Probably not queuing for food banks
Probably waving your Union Jack
Probably rallying for new tanks
Probably to blow up the ice caps
Because the lunatics have taken over the asylum“
This verse is uncontroversial to anyone even slightly left of centre, but the chorus offers little in the way of fighting all this. All it actually says is “You’re gone when you’re gone, so love what you can“. Compared to most of the band’s lyrics, this is pretty limp-wristed. On one hand, ‘Carcinogenic‘ has all the descriptive things that I like: neoliberalism and nationalism are cancers that are destroying society. But unlike most of the band’s songs, there’s no real sense of anything you can do about it all. “Love what you can” certainly fits in with the overall assertively positive message of the band, but I don’t think it’s enough to talk about how miserable everything is and then say “oh well, power of positive thinking”. Even a metaphorical solution relating to the whole “cancer” topic would be relevant, but the band don’t even follow that to anything resembling a conclusion. Feeling like a missed opportunity for them, like the song’s message is unfinished.
There’s less to say about the musicianship on ‘Ultra Mono‘. That’s not to say it’s bad of course, because it’s not! For the most part, the music accompanies the lyrics rather than the other way around. Singer Joe Talbot insisted in a 2017 interview that IDLES aren’t a post punk bank, and while I don’t know if the band see themselves as more of a post-punk band now three years on, their sound certainly seems that way. In the very same interview, Talbot identifies some key influences in the heavier side of modern post punk; bands like Ice Age, Protomartyr, and METZ. But this album brings out some of post-punk’s lighter influences as well. The last song, ‘Danke’, starts with a pointed, janky riff that sounds like early Franz Ferdinand, and the main riff to the aforementioned ‘Model Village’ has an urgent start-stop kind of rhythm that wouldn’t be out of place in Arctic Monkeys’ early (i.e. better) work.
Overall though, I’d be more inclined to compare it to Parquet Courts in the general ethos that they aim for. Not that the band sounds like Parquet Courts per se, but that like that other band, IDLES go for simple riffs that allow the lyrics to take centre stage.
‘Ultra Mono‘ does see the band mixing up their sound somewhat. The opening riff in ‘Grounds’ isn’t electronic, but it might as well be, what with it’s higher-pitched, bleeping tone that repeats through much of the track. More than that though, the second half of the song’s verses has some saxophone in it. Strangely enough, sounding like early Swans. (But that might just be me.) ‘Reigns’ has a seriously driving rhythm section that sounds practically like a krautrock track, but the leads are sinister and brooding and make for a solid combination. Meanwhile, ‘A Hymn’ is the closest thing the band could do to a post-rock type of song, which is fitting, since it’s about the day-to-day, which wouldn’t fit the powerful instrumentation they usually go for. It also includes more intimate, melodic singing from Joe Talbot, rather than the aggressive,, fist-raised shouting he usually adopts.
‘Ultra Mono’ sees IDLES refining their philosophy of aggressive self-affirmation, while continuing their scattershot approach to a wide variety of lyrical themes – political climates, pro-feminism, class struggles (‘Reigns’), mental health, toxic masculinity, and fame. While it has one or two songs that don’t completely blow me away as much as the esteemed rest do (‘Anxiety,’ ‘Ne Touche Pas Moi’, intentionally incorrect French grammar for “don’t touch me”), I cannot deny the awesome punk rock staying power that exists across much of this record. Both musical and lyrical.
◆ ◆ ◆ ◆
__Work to complete__
(1) Condense the paragraph of the review that starts by saying the band is "mixing up their sound somewhat" into a short bulleted list of its main points.
(2) In the review, which bands does Joe Talbot name in the 2017 interview as key influences from the heavier side of modern post punk?
The rows after this are separate from the review and unrelated to it.
◆ ◆ ◆ ◆
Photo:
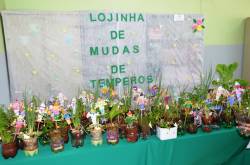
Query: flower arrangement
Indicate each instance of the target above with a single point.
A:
(209, 105)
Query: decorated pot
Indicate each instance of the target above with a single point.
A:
(9, 150)
(132, 134)
(30, 146)
(122, 130)
(65, 134)
(145, 131)
(192, 128)
(166, 133)
(228, 119)
(243, 123)
(77, 139)
(96, 134)
(56, 141)
(112, 133)
(206, 121)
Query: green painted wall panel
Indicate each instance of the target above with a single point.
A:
(2, 6)
(224, 18)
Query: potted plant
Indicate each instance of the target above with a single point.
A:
(47, 126)
(56, 140)
(166, 127)
(131, 129)
(9, 146)
(77, 132)
(206, 119)
(166, 130)
(112, 127)
(242, 114)
(30, 135)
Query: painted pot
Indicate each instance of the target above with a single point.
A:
(145, 131)
(56, 141)
(166, 133)
(228, 119)
(9, 150)
(30, 146)
(77, 138)
(206, 121)
(122, 130)
(243, 123)
(96, 134)
(65, 134)
(192, 128)
(132, 134)
(112, 134)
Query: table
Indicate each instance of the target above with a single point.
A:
(212, 148)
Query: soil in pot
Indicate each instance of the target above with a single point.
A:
(132, 134)
(228, 120)
(112, 134)
(56, 141)
(145, 131)
(192, 128)
(77, 139)
(206, 121)
(9, 150)
(96, 134)
(30, 146)
(65, 134)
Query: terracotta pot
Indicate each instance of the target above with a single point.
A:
(228, 120)
(30, 146)
(122, 129)
(9, 150)
(112, 134)
(132, 134)
(192, 128)
(96, 134)
(243, 123)
(145, 131)
(206, 121)
(20, 144)
(65, 134)
(56, 141)
(77, 139)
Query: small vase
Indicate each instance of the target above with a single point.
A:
(56, 141)
(77, 138)
(44, 139)
(228, 119)
(96, 134)
(132, 133)
(30, 146)
(166, 133)
(206, 121)
(20, 144)
(122, 130)
(9, 150)
(192, 128)
(112, 134)
(65, 134)
(145, 131)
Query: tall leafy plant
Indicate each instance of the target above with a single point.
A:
(6, 131)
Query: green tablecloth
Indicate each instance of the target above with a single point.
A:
(241, 158)
(212, 148)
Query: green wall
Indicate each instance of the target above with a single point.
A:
(224, 18)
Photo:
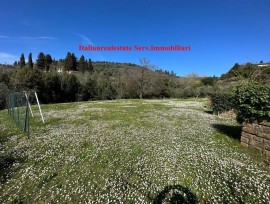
◆ ◆ ◆ ◆
__Responses in order__
(1)
- 'Grounds': its opening riff isn't electronic but has a higher-pitched, bleeping tone that repeats through much of the track. The second half of its verses adds saxophone, which the reviewer hears as similar to early Swans.
- 'Reigns': a driving, near-krautrock rhythm section combined with sinister, brooding leads.
- 'A Hymn': the band's closest thing to a post-rock song, which suits its day-to-day subject. Joe Talbot sings in a more intimate, melodic way instead of his usual aggressive shouting.

(2) Ice Age, Protomartyr, and METZ.